Re: [PATCH] KVM: x86: Don't unnecessarily force masterclock update on vCPU hotplug [ In reply to ]
On Tue, Nov 14, 2023, Dongli Zhang wrote:
> Hi Sean,
>
> Would mind sharing if the patch is waiting for Reviewed-by, and when it will be
> merged into kvm-x86 tree?

I'm at LPC this week, and out next week, so nothing is going to get applied to
kvm-x86 until after -rc3. I considered trying to squeeze in a few things this
week, but decided to just wait until -rc3 and not rush anything, as the timing
doesn't really matter in the end.

> While I not sure if the same developer can give both Tested-by and Reviewed-by ...
>
> Reviewed-by: Dongli Zhang <dongli.zhang@oracle.com>

Thanks! Providing both a Reviewed-by and Tested-by is totally valid.
Re: [PATCH] KVM: x86: Don't unnecessarily force masterclock update on vCPU hotplug [ In reply to ]
On Wed, 18 Oct 2023 12:56:38 -0700, Sean Christopherson wrote:
> Don't force a masterclock update when a vCPU synchronizes to the current
> TSC generation, e.g. when userspace hotplugs a pre-created vCPU into the
> VM. Unnecessarily updating the masterclock is undesirable as it can cause
> kvmclock's time to jump, which is particularly painful on systems with a
> stable TSC as kvmclock _should_ be fully reliable on such systems.

Data shown:
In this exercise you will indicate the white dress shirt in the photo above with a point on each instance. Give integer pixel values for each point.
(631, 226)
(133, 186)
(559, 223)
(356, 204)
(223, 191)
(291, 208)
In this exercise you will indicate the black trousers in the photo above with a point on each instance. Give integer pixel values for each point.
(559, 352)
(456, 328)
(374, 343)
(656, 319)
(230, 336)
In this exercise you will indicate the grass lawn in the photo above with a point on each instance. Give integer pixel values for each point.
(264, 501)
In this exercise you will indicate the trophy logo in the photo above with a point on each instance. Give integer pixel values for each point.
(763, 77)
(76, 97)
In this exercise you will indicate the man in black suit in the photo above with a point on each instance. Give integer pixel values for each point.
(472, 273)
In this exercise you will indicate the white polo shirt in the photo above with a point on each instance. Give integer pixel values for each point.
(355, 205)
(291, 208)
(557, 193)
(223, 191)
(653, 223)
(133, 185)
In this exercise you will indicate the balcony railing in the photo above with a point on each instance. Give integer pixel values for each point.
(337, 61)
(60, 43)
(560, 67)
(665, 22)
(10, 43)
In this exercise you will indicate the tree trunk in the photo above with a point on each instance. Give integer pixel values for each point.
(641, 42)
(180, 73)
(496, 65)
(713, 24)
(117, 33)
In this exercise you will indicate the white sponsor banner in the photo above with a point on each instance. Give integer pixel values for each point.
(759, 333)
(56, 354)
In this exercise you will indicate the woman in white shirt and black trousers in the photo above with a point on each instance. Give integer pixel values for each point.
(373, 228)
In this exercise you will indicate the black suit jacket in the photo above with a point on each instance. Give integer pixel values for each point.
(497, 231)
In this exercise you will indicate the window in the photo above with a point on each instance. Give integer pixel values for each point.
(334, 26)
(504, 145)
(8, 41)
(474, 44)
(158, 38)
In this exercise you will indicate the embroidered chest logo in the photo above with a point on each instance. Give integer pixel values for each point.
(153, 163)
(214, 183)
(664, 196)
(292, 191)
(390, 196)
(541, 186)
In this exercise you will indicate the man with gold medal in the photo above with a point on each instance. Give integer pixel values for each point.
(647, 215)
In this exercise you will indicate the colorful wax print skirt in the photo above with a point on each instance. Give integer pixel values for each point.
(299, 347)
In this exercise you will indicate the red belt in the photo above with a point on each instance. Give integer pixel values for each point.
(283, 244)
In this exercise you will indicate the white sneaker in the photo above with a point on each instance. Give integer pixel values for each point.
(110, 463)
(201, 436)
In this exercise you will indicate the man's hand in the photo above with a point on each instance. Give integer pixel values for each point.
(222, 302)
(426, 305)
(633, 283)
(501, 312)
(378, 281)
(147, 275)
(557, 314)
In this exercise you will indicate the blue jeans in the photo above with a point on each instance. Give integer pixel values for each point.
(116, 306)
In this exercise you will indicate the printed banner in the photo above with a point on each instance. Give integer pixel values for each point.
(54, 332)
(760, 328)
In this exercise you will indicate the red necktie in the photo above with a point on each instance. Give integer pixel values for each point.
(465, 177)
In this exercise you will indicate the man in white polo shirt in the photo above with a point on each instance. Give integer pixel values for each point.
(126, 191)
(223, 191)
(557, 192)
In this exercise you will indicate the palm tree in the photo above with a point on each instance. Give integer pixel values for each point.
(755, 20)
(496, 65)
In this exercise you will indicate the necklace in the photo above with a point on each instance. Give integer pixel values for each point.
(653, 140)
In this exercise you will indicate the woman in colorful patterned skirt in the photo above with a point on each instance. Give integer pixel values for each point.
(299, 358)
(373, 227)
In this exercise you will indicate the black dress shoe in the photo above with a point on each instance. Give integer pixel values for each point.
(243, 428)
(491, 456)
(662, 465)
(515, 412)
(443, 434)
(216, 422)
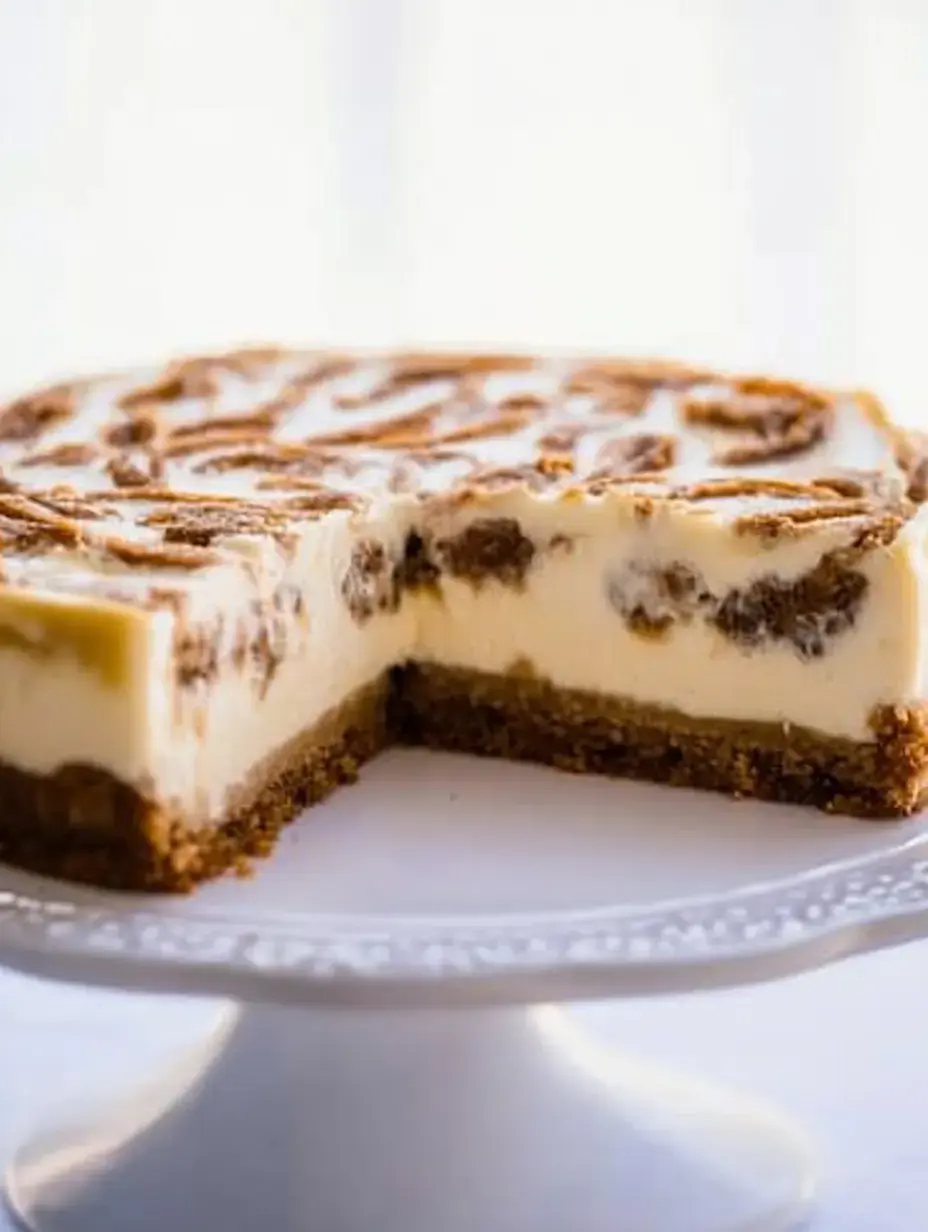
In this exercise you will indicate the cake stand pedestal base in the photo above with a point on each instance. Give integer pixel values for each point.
(431, 1121)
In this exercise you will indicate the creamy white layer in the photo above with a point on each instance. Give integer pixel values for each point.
(64, 700)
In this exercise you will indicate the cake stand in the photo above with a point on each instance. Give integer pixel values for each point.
(392, 1046)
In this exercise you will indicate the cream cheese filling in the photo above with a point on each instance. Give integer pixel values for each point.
(94, 683)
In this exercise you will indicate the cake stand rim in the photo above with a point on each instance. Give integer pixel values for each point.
(757, 933)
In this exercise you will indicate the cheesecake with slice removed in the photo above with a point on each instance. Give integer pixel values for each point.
(228, 582)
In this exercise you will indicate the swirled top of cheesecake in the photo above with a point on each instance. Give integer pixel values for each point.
(110, 483)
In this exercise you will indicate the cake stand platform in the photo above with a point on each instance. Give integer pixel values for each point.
(396, 1047)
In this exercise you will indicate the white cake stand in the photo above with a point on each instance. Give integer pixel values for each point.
(397, 1052)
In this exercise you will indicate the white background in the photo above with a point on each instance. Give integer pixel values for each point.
(737, 181)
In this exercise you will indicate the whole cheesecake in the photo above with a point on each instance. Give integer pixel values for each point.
(229, 582)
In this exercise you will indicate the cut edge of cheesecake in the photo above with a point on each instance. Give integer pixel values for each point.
(227, 584)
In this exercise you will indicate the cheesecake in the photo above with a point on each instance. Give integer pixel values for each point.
(231, 580)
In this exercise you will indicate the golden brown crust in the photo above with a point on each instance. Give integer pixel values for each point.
(83, 824)
(521, 717)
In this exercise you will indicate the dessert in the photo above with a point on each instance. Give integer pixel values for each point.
(229, 582)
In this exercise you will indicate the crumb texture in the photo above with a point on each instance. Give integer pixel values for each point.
(83, 824)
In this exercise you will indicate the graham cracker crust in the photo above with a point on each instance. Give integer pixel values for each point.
(83, 824)
(520, 717)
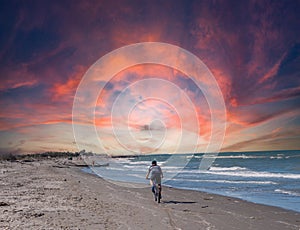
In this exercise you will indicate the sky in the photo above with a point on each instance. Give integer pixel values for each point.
(54, 95)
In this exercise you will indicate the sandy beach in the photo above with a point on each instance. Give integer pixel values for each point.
(46, 194)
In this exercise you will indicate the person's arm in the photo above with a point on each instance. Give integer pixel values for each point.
(147, 176)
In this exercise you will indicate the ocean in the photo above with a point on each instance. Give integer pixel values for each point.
(267, 177)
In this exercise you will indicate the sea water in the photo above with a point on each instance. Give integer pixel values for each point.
(271, 178)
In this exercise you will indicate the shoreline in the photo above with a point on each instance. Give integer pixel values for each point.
(48, 194)
(141, 185)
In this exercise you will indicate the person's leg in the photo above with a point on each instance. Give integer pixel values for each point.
(160, 189)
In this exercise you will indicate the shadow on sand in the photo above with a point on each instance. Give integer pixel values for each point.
(178, 202)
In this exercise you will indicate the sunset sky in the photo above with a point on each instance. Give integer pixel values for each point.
(251, 48)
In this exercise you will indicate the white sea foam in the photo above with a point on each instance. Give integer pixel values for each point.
(225, 181)
(287, 192)
(249, 173)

What is asked:
• A. Reproduce the passage of the KVM patch thread from "I'm at LPC this" up to and including "in the end.", swapping "-rc3" for "-rc4".
• B. According to the KVM patch thread, what can unnecessarily updating the masterclock cause?
• C. Carry on the KVM patch thread from the point where it stops.

Results for the exercise:
• A.
I'm at LPC this week, and out next week, so nothing is going to get applied to
kvm-x86 until after -rc4. I considered trying to squeeze in a few things this
week, but decided to just wait until -rc4 and not rush anything, as the timing
doesn't really matter in the end.

• B. It can cause kvmclock's time to jump.

• C.
>
> The unexpected time jumps are due to differences in the TSC=>nanoseconds
> conversion algorithms between kvmclock and the host's CLOCK_MONOTONIC_RAW
> (the pvclock algorithm is inherently lossy). When updating the
> masterclock, KVM refreshes the "base", i.e. moves the elapsed time since
> the last update from the kvmclock/pvclock algorithm to the
> CLOCK_MONOTONIC_RAW algorithm. Synchronizing kvmclock with
> CLOCK_MONOTONIC_RAW is the lesser of evils when the TSC is unstable, but
> adds no real value when the TSC is stable.
>
> [...]

Applied to kvm-x86 misc, thanks!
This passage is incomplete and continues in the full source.